→ **Provided data**:
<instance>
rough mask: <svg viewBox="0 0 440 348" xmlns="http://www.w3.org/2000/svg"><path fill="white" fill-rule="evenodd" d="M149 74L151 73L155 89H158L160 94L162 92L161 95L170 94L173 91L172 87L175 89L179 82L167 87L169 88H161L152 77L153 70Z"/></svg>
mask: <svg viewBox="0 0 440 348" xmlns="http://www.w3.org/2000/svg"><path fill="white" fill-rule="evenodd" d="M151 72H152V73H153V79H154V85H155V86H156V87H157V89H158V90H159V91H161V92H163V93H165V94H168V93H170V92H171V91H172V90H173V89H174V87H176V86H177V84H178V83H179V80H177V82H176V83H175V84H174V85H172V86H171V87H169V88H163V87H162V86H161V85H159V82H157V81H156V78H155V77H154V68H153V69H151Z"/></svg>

* * *

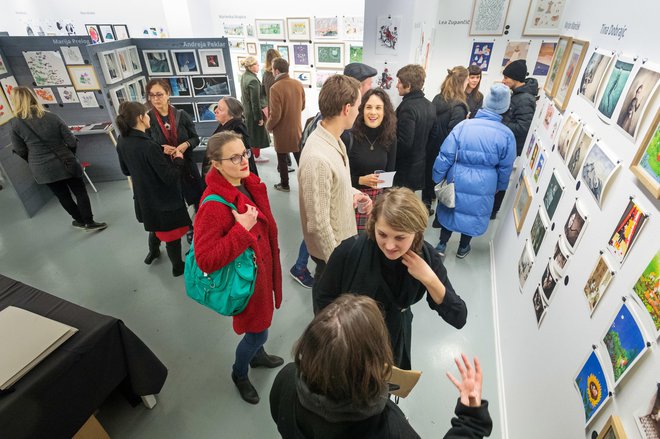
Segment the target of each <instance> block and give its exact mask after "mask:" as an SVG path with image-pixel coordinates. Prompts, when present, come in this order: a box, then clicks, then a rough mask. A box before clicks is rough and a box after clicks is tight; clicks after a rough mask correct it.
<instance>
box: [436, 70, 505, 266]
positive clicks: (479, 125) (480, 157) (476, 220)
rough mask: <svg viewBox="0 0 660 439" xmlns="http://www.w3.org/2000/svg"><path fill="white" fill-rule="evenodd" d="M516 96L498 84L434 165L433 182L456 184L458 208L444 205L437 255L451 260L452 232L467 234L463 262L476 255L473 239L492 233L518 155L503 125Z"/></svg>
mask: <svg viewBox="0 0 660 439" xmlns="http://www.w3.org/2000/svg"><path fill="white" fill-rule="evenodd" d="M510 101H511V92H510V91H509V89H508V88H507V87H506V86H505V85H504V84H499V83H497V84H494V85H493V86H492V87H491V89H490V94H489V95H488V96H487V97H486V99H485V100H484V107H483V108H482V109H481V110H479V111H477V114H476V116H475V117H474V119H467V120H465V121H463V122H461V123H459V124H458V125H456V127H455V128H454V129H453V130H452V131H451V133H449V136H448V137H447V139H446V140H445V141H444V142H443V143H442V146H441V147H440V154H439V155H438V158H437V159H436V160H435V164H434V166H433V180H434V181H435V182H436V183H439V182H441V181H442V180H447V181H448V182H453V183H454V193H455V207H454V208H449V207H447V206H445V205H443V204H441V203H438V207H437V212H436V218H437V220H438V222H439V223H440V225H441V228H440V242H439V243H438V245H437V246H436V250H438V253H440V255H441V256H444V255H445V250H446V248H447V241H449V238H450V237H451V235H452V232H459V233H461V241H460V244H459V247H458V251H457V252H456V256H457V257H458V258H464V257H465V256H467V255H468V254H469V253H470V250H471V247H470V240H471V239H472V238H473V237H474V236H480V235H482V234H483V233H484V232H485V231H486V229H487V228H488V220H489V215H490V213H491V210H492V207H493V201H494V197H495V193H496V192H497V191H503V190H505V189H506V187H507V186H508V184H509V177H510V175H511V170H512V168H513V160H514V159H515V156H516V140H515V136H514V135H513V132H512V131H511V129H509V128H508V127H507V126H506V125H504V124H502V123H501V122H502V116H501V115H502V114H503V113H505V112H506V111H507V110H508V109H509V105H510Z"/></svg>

→ **About this task**:
State how many lines of the rows above contain the word "clicks", giving only the number.

→ **Output**:
2